▶ [YOUR TASK]:
Reproduce the listing exactly. Omit pictures.

▶ [RECORDED INFORMATION]:
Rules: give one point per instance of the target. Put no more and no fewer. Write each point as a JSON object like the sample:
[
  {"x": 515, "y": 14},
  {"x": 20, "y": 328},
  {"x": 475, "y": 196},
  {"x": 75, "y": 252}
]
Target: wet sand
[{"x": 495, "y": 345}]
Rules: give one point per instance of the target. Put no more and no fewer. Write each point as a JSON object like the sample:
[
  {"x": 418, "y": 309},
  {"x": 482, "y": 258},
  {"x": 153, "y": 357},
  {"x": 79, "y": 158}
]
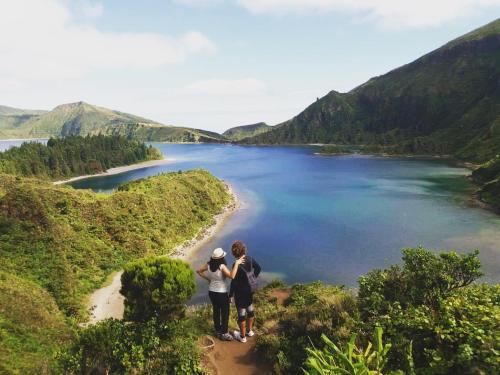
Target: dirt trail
[{"x": 234, "y": 357}]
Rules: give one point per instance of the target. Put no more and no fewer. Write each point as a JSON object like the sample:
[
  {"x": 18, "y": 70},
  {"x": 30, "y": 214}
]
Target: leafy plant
[
  {"x": 352, "y": 360},
  {"x": 156, "y": 287}
]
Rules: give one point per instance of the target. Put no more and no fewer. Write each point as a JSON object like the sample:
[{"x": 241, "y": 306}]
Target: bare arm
[
  {"x": 202, "y": 271},
  {"x": 225, "y": 271}
]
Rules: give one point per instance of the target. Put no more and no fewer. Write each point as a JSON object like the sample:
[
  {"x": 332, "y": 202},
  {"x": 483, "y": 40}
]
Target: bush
[
  {"x": 429, "y": 304},
  {"x": 156, "y": 287},
  {"x": 313, "y": 309},
  {"x": 118, "y": 347},
  {"x": 352, "y": 360}
]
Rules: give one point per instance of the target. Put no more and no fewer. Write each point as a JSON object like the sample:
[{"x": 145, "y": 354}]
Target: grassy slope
[
  {"x": 32, "y": 327},
  {"x": 67, "y": 241},
  {"x": 240, "y": 132},
  {"x": 446, "y": 102},
  {"x": 82, "y": 118},
  {"x": 149, "y": 133}
]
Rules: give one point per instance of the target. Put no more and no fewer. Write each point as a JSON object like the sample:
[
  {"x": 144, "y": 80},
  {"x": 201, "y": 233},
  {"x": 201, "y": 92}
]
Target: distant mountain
[
  {"x": 12, "y": 118},
  {"x": 82, "y": 118},
  {"x": 446, "y": 102},
  {"x": 239, "y": 132}
]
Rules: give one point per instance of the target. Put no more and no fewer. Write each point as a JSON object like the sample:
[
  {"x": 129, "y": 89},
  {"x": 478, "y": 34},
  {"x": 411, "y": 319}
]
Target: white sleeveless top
[{"x": 217, "y": 281}]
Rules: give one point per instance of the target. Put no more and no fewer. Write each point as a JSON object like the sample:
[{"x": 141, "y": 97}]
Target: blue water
[{"x": 306, "y": 217}]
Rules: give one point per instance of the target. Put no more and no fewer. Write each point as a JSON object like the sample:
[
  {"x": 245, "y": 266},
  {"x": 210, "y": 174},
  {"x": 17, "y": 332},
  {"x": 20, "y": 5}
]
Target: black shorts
[{"x": 243, "y": 300}]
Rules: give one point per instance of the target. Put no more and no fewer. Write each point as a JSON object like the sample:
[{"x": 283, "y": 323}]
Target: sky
[{"x": 214, "y": 64}]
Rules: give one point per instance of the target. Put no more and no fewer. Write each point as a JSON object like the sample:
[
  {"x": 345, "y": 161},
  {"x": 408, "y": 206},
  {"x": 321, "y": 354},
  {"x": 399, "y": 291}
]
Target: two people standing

▶ [ANSWER TO THIS PROBLEM]:
Rules: give one point per instance of the target. Put no more and no fewer. Write each point as a JSON object like the sample:
[
  {"x": 515, "y": 14},
  {"x": 20, "y": 328},
  {"x": 475, "y": 196},
  {"x": 75, "y": 252}
]
Target: wet sand
[{"x": 495, "y": 345}]
Rules: give one point per instance of the target. Put no more and no fewer. Write each point as a JSON object like the sample:
[
  {"x": 418, "y": 309},
  {"x": 482, "y": 258},
  {"x": 153, "y": 357},
  {"x": 79, "y": 158}
]
Target: dirt trail
[{"x": 234, "y": 357}]
Rules: give one point per instance of the target. Put no more and no fewer. Write each point as a JSON object like the sample:
[
  {"x": 18, "y": 70},
  {"x": 30, "y": 214}
]
Target: leafy plant
[
  {"x": 352, "y": 360},
  {"x": 156, "y": 287}
]
Rules: give one point per instance of the target. Put no more and no fewer. Write each point as a JSON object like the sample:
[{"x": 241, "y": 306}]
Target: bare arm
[
  {"x": 202, "y": 271},
  {"x": 225, "y": 271}
]
Rules: give one point per instance of the target. Put no more and no fewer. Write each point as a JSON object like the sample:
[
  {"x": 332, "y": 202},
  {"x": 483, "y": 40}
]
Target: bush
[
  {"x": 429, "y": 304},
  {"x": 156, "y": 287},
  {"x": 313, "y": 309},
  {"x": 118, "y": 347},
  {"x": 352, "y": 360}
]
Rules: give one point per instance of the target. Put no more and no fewer. Write each point as a JSON object like the sample:
[{"x": 145, "y": 354}]
Target: grassy slope
[
  {"x": 32, "y": 327},
  {"x": 67, "y": 241},
  {"x": 240, "y": 132},
  {"x": 446, "y": 102},
  {"x": 82, "y": 118},
  {"x": 149, "y": 133}
]
Rules: give one point per instance of the target. Put no more and no fewer. Write each point as a JSON object like the sample:
[
  {"x": 144, "y": 80},
  {"x": 201, "y": 233},
  {"x": 201, "y": 92}
]
Target: distant mountain
[
  {"x": 12, "y": 118},
  {"x": 82, "y": 118},
  {"x": 446, "y": 102},
  {"x": 239, "y": 132}
]
Rules: give one point per instance of the target. Put no more and no fewer. Write each point as a JSON object like the sample:
[
  {"x": 129, "y": 89},
  {"x": 478, "y": 34},
  {"x": 411, "y": 319}
]
Target: white sleeveless top
[{"x": 217, "y": 281}]
Rules: give one point per instance of the target. Put no more and no fewer. Write each point as a JSON object like the sample:
[{"x": 141, "y": 97}]
Target: blue water
[{"x": 306, "y": 217}]
Rules: give one point per instance of the target. Put no more and no fewer. Write each point as a JSON object like the sample:
[
  {"x": 245, "y": 266},
  {"x": 210, "y": 174},
  {"x": 17, "y": 332},
  {"x": 20, "y": 5}
]
Target: black shorts
[{"x": 243, "y": 300}]
Rules: give one point per instance of the target. Put no more and no fewer. Write each point as a JSON object like the sample:
[{"x": 283, "y": 323}]
Target: sky
[{"x": 214, "y": 64}]
Rules: give one point per instance of the target. Put no more and no fewer. Write each point as a JSON object like the sample:
[
  {"x": 345, "y": 161},
  {"x": 408, "y": 206},
  {"x": 321, "y": 354},
  {"x": 399, "y": 291}
]
Target: two people standing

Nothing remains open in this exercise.